§ **Aim**: Render every line of the records below as a Markdown table with a column named Number for the row number and a column named Entry for the line. Leave out blank lines.

§ **Dataset rows**:
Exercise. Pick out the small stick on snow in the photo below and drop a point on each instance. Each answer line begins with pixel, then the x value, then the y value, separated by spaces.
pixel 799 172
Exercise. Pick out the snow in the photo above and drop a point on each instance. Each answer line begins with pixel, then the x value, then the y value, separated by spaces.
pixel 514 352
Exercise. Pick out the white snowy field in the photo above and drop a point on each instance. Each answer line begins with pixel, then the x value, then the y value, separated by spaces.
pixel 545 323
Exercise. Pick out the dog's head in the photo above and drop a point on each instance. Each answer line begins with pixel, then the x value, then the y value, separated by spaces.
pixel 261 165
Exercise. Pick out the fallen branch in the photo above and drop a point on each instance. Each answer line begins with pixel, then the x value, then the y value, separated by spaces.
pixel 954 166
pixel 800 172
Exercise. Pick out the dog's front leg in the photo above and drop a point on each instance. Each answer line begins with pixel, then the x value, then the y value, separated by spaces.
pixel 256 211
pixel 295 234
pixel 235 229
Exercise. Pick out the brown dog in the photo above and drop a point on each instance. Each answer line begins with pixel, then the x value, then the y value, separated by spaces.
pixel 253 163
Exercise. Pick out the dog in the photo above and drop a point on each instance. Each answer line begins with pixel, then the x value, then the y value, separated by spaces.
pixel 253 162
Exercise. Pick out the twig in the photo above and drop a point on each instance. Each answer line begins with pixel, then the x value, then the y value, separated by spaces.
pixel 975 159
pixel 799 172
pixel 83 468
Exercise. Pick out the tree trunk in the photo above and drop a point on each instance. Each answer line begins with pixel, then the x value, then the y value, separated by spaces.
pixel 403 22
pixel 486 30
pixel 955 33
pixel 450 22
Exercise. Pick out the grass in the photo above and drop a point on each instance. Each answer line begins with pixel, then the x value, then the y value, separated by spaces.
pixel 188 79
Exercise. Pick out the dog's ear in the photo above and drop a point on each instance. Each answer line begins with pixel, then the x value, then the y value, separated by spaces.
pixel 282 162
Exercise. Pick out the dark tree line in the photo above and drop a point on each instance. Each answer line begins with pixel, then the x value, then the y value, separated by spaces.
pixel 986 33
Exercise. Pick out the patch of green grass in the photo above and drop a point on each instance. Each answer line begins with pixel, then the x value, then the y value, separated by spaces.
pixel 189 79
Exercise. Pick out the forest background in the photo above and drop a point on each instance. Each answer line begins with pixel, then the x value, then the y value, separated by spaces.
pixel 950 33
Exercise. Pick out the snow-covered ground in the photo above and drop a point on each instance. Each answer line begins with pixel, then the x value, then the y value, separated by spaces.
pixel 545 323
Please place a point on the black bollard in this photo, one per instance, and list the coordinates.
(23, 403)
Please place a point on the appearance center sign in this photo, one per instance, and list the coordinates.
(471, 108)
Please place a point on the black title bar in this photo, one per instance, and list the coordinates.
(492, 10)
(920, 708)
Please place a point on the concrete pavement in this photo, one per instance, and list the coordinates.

§ **Answer below**:
| Number | Entry |
|---|---|
| 1 | Exercise. Pick out the small stick on snow in the photo below and drop a point on each instance. Each answer line begins with pixel, then the x value, then the y value, separated by spaces. |
| 2 | pixel 799 172 |
| 3 | Exercise. Pick out the snow in the photo above and drop a point on each instance. Each answer line begins with pixel, then the x value, then the y value, separated by spaces. |
| 4 | pixel 514 352 |
| 5 | Exercise. Pick out the white snowy field in the photo above and drop a point on each instance. Each answer line begins with pixel, then the x value, then the y value, separated by spaces. |
| 6 | pixel 545 323 |
| 7 | Exercise. Pick out the dog's head in the photo above and drop a point on each instance. Each answer line begins with pixel, then the x value, then the y value, separated by spaces. |
| 8 | pixel 261 165 |
| 9 | Exercise. Pick out the fallen branch in the photo above and drop a point on each instance. Each answer line begins with pixel, then the x value, then the y value, separated by spaces. |
| 10 | pixel 954 166 |
| 11 | pixel 800 172 |
| 12 | Exercise. Pick out the dog's front leg in the photo above and drop a point on each instance. Each answer line begins with pixel, then the x value, then the y value, separated by spaces. |
| 13 | pixel 256 211 |
| 14 | pixel 295 234 |
| 15 | pixel 235 229 |
| 16 | Exercise. Pick out the brown dog in the photo above and drop a point on each instance. Each answer line begins with pixel, then the x value, then the y value, separated by spaces. |
| 17 | pixel 253 163 |
| 18 | Exercise. Pick out the dog in the photo above and drop a point on each instance. Each answer line begins with pixel, then the x value, then the y value, separated by spaces. |
| 19 | pixel 253 162 |
| 20 | Exercise. Pick out the twig in the photo above and drop a point on each instance. Each answer line begins with pixel, then the x value, then the y value, separated by spaces. |
| 21 | pixel 975 159 |
| 22 | pixel 799 172 |
| 23 | pixel 83 468 |
| 24 | Exercise. Pick out the tree trunk in the photo above and drop a point on each instance. Each answer line begins with pixel, then the x value, then the y value, separated by spaces. |
| 25 | pixel 403 22 |
| 26 | pixel 486 30 |
| 27 | pixel 955 33 |
| 28 | pixel 450 22 |
| 29 | Exercise. Pick out the grass in the photo above and drop a point on each instance. Each answer line begins with pixel, then the x value, then the y value, separated by spaces. |
| 30 | pixel 188 79 |
| 31 | Exercise. Pick out the dog's ear in the photo above and drop a point on each instance. Each answer line begins with pixel, then the x value, then the y value, separated by spaces. |
| 32 | pixel 282 162 |
| 33 | Exercise. Pick out the dark tree line in the photo above and drop a point on each instance. Each answer line begins with pixel, then the x value, then the y value, separated by spaces. |
| 34 | pixel 986 33 |
| 35 | Exercise. Pick out the patch of green grass in the photo above and drop a point on each instance. Each answer line begins with pixel, then the x value, then the y value, separated by spaces. |
| 36 | pixel 189 79 |
| 37 | Exercise. Pick out the forest background in the photo above and drop a point on each instance. Each answer line begins with pixel, then the x value, then the y value, separated by spaces. |
| 38 | pixel 950 33 |
| 39 | Exercise. Pick out the snow-covered ground in the photo above and drop a point on each instance. Each answer line begins with pixel, then the x value, then the y value, separated by spaces. |
| 40 | pixel 545 323 |
| 41 | Please place a point on the black bollard in this photo, one per instance, and list the coordinates. |
| 42 | (23, 403) |
| 43 | Please place a point on the appearance center sign in this photo, one per instance, and list the coordinates. |
| 44 | (471, 108) |
| 45 | Please place a point on the black title bar in this photo, one per instance, and list the coordinates. |
| 46 | (492, 10) |
| 47 | (920, 708) |
| 48 | Please place a point on the concrete pavement in this photo, one per instance, and list the coordinates. |